--- Task ---
Update the items below by replacing every "set a pin" with "place a marker", and give all the lines again with nothing else changed.

--- Record list ---
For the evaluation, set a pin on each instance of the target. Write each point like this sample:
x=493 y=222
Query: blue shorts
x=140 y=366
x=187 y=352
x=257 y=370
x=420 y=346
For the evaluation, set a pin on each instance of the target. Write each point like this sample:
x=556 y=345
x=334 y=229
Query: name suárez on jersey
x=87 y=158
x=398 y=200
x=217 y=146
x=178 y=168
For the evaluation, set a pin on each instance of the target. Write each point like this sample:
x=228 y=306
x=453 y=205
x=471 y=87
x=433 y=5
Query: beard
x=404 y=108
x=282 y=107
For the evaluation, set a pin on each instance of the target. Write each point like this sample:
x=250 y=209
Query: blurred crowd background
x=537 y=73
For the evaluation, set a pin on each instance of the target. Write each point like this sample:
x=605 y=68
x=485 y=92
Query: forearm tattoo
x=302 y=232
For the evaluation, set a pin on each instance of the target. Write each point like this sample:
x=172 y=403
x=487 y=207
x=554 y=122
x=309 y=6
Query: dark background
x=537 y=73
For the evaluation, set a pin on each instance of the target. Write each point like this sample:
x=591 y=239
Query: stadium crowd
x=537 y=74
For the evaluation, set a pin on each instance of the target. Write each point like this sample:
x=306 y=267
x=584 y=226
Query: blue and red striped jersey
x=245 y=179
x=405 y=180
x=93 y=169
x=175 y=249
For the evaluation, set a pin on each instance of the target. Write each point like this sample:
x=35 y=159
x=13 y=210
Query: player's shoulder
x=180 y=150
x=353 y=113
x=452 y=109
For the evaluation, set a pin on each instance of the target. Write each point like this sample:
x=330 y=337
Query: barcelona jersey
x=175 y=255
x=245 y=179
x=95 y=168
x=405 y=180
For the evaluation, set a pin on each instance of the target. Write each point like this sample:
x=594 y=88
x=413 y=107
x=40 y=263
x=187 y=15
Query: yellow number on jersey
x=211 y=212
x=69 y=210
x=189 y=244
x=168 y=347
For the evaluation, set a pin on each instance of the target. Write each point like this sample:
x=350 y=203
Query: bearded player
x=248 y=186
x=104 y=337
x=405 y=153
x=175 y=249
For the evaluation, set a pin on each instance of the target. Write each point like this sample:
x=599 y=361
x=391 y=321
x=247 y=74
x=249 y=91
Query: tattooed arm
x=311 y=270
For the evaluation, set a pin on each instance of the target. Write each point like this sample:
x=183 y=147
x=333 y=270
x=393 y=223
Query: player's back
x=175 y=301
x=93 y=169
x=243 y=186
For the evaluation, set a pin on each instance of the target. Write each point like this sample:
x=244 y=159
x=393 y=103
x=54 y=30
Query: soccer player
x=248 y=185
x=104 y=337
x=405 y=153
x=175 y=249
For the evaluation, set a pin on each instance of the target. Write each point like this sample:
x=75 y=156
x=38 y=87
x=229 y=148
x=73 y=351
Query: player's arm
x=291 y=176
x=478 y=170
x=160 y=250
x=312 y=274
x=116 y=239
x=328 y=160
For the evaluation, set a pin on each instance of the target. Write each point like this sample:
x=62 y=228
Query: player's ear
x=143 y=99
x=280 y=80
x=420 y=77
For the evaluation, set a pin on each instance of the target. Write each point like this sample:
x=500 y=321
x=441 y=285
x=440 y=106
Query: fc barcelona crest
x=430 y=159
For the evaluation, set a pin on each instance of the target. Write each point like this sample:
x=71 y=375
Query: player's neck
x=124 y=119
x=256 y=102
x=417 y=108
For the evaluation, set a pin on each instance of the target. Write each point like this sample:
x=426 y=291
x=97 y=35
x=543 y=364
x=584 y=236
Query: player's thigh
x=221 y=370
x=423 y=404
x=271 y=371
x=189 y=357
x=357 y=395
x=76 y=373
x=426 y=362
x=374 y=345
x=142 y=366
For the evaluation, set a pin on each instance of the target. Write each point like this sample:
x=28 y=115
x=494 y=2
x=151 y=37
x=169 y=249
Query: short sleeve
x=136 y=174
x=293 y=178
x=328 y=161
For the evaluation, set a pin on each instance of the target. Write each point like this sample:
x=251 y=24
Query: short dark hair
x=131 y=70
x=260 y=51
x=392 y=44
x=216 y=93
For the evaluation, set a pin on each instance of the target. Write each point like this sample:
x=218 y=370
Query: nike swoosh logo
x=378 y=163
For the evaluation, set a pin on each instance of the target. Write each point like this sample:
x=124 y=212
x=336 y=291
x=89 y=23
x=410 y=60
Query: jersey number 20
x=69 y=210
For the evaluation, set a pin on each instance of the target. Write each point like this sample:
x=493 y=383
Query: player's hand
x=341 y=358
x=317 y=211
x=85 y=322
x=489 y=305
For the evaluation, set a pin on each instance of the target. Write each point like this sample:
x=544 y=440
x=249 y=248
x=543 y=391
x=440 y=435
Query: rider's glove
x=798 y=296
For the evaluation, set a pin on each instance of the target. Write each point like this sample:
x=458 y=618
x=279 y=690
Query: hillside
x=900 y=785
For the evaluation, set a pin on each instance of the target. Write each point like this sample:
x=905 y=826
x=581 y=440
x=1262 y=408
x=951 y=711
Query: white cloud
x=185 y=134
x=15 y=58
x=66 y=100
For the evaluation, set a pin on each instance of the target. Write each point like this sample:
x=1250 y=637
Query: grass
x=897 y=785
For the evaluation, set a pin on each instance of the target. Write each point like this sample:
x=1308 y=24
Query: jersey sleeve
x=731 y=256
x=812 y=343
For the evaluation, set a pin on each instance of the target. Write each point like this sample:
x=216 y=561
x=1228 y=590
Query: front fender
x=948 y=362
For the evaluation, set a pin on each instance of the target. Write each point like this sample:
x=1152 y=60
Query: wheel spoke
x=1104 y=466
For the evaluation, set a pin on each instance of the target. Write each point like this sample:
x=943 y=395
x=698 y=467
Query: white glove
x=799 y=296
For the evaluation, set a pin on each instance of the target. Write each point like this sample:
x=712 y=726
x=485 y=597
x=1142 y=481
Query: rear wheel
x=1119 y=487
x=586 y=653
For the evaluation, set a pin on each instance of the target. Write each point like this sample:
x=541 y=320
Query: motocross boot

--- Exercise output ---
For the evaluation, place a marker on each instance of the target. Write each point like this sample:
x=493 y=222
Query: blue shorts
x=140 y=366
x=187 y=352
x=257 y=370
x=420 y=346
For the evaluation, place a marker on each instance of the target. Write each point like this sample:
x=556 y=345
x=334 y=229
Query: name suárez on jersey
x=87 y=158
x=398 y=200
x=217 y=146
x=178 y=168
For the evaluation, place a marker on each instance of the target. Write each point like this sample:
x=228 y=306
x=453 y=205
x=471 y=87
x=433 y=5
Query: beard
x=404 y=108
x=282 y=107
For the evaluation, place a marker on each instance of the target. Write each point like this sample:
x=250 y=209
Query: blurred crowd background
x=537 y=73
For the evaluation, place a marker on each instance of the target. Write each point like this sample:
x=605 y=68
x=485 y=92
Query: forearm tattoo
x=302 y=232
For the evaluation, place a marker on each instance of the target. Write each point like this sample:
x=172 y=403
x=487 y=207
x=554 y=122
x=309 y=6
Query: dark background
x=537 y=73
For the evaluation, place a marker on each instance of the target. Write each point like this sample:
x=591 y=239
Query: stadium crowd
x=537 y=74
For the evaluation, place a marker on each instance of the target. Write each point like this sample:
x=306 y=267
x=584 y=226
Query: blue and red striped jersey
x=245 y=179
x=405 y=180
x=93 y=169
x=175 y=249
For the evaluation, place a marker on each instance of the target. Write each point like this sample:
x=35 y=159
x=13 y=210
Query: player's shoulder
x=180 y=150
x=353 y=113
x=452 y=109
For the evaluation, place a marker on each instance of the target. Write each point like this sample:
x=330 y=337
Query: barcelona jersey
x=175 y=255
x=245 y=179
x=95 y=168
x=405 y=180
For the evaluation, place a marker on each instance of the target. Write each point like this sample:
x=594 y=88
x=413 y=107
x=40 y=263
x=187 y=15
Query: yellow number on jersey
x=211 y=212
x=69 y=210
x=189 y=244
x=168 y=347
For the evaluation, place a marker on each instance of the target. Write each point like this sample:
x=350 y=203
Query: bearded player
x=248 y=186
x=104 y=337
x=405 y=153
x=175 y=249
For the evaluation, place a marker on each instance of the target. Write each point like this sample:
x=599 y=361
x=391 y=321
x=247 y=74
x=249 y=91
Query: tattooed arm
x=311 y=270
For the evaluation, place a marker on each instance of the target. Write each point like this sample:
x=183 y=147
x=333 y=270
x=393 y=223
Query: player's back
x=175 y=301
x=93 y=169
x=243 y=186
For the evaluation, place a marker on each instance of the target. Write each point like this sample:
x=244 y=159
x=393 y=103
x=54 y=30
Query: soccer player
x=248 y=185
x=104 y=337
x=405 y=153
x=175 y=249
For the evaluation, place a marker on each instance of the target. Write each point like this sample:
x=75 y=156
x=38 y=87
x=229 y=148
x=73 y=351
Query: player's arm
x=291 y=176
x=478 y=170
x=160 y=250
x=312 y=274
x=116 y=239
x=328 y=160
For the evaluation, place a marker on each instance of the target. Write each point like this sample:
x=62 y=228
Query: player's ear
x=143 y=99
x=280 y=80
x=420 y=77
For the evaluation, place a marker on each instance of the target. Write each point like this sample:
x=500 y=321
x=441 y=285
x=440 y=106
Query: fc barcelona crest
x=430 y=159
For the evaluation, place a marker on each instance of the target. Write each point like this sample:
x=71 y=375
Query: player's neck
x=124 y=119
x=256 y=102
x=417 y=108
For the evaluation, place a marker on each instance of the target. Write each point like this sample:
x=426 y=291
x=97 y=35
x=543 y=364
x=584 y=236
Query: player's thigh
x=221 y=370
x=423 y=404
x=271 y=371
x=189 y=357
x=357 y=395
x=76 y=373
x=426 y=362
x=374 y=345
x=142 y=366
For the evaluation, place a marker on each instance of the target. Write each point like this sample:
x=28 y=115
x=494 y=2
x=151 y=37
x=169 y=249
Query: short sleeve
x=136 y=174
x=293 y=178
x=328 y=161
For the evaluation, place a marker on each instance of the target. Write each point like this sample:
x=251 y=24
Query: short dark hair
x=131 y=70
x=260 y=51
x=392 y=44
x=216 y=93
For the evaluation, place a marker on each instance of the target. Write each point like this sample:
x=218 y=370
Query: nike swoosh logo
x=378 y=163
For the evaluation, place a marker on each instance of the target. Write each point like this sample:
x=124 y=212
x=336 y=291
x=89 y=23
x=410 y=60
Query: jersey number 20
x=69 y=210
For the evaluation, place a marker on each instance of the target. Write each point like this sample:
x=493 y=383
Query: player's hand
x=341 y=358
x=317 y=211
x=85 y=322
x=489 y=305
For the evaluation, place a marker on each instance of the target. Write each point like this sample:
x=544 y=440
x=249 y=248
x=543 y=391
x=440 y=435
Query: rider's glove
x=798 y=296
For the evaluation, place a marker on each instance of the target. Write each point like this sample:
x=458 y=618
x=279 y=690
Query: hillside
x=900 y=785
For the evaluation, place a marker on each instance of the target. Write each point like this sample:
x=905 y=826
x=581 y=440
x=1262 y=408
x=951 y=711
Query: white cloud
x=185 y=134
x=15 y=58
x=66 y=100
For the evaluation, place a marker on each instance of the target. Write each point like this sample:
x=1250 y=637
Query: grass
x=897 y=785
For the evaluation, place a marker on each instance of the target. Write each point like this sample:
x=1308 y=24
Query: jersey sleeve
x=731 y=256
x=812 y=343
For the evaluation, place a marker on each instance of the target. Write each point like this sample:
x=216 y=561
x=1228 y=590
Query: front fender
x=948 y=362
For the evaluation, place a marker on each instance of the target. Write each point like this sample:
x=1152 y=60
Query: wheel spoke
x=1104 y=466
For the evaluation, place a marker on each instance of the target. Write each point like this sample:
x=943 y=395
x=698 y=467
Query: white glove
x=799 y=296
For the evaluation, place a marker on each instance of the target. Write each point like this sample:
x=712 y=726
x=485 y=597
x=1142 y=481
Query: rear wheel
x=1119 y=487
x=586 y=653
For the evaluation, place a marker on each instance of the target. Write each point like this sample:
x=541 y=320
Query: motocross boot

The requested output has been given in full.